## [Your task]
Copy the data from the line that contains "Target: white house with balcony" to its last line, exactly, including both of those lines and leaving out everything before.
* START *
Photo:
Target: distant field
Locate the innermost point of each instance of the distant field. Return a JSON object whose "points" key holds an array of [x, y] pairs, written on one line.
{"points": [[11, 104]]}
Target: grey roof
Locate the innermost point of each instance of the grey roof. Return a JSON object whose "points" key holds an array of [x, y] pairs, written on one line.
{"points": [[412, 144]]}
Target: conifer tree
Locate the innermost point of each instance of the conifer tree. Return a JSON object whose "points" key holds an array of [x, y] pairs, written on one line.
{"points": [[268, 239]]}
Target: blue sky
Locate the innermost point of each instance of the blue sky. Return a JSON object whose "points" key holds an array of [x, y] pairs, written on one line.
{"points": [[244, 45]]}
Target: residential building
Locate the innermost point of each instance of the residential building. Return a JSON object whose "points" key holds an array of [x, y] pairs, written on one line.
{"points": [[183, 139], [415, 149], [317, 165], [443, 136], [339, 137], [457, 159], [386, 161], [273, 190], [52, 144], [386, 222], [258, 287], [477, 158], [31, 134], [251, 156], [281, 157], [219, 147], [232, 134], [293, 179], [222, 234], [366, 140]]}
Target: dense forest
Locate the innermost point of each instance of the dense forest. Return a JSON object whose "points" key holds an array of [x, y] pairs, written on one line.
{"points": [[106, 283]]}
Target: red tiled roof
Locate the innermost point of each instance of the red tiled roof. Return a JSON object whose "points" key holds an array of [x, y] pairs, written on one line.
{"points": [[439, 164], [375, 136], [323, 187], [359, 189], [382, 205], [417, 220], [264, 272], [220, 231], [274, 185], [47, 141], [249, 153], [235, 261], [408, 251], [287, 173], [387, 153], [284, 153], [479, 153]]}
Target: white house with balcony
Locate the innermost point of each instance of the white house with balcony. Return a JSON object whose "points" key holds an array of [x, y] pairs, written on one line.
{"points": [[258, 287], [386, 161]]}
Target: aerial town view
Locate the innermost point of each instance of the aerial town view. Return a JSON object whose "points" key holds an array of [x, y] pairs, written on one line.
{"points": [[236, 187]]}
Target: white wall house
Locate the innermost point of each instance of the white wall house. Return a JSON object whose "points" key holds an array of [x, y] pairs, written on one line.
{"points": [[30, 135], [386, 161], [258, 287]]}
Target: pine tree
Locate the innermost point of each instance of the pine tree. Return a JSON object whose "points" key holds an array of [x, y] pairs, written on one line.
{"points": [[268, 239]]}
* END *
## [Problem solution]
Target: white house with balcony
Locate the innermost point of each instance of the white house with balcony. Return a JSON object whose "points" key holds an array of [x, y] pairs, written on one line.
{"points": [[258, 287], [386, 161]]}
Target: aerial town view
Locate the innermost point of each instance of the aerial town view. Return a JSON object whose "points" key holds an array of [x, y] pairs, written on one line.
{"points": [[236, 187]]}
Target: white wall house
Locate the innermost point of each instance of the white wall house. Return a JSON object whose "points" key holds an array of [x, y] pairs, written on one line.
{"points": [[30, 135], [386, 161], [258, 287]]}
Target: pine tree
Locate the innermost point of each instance of the pine tree. Return a JSON object whose "points" key holds an array of [x, y] pairs, written on one line.
{"points": [[268, 239]]}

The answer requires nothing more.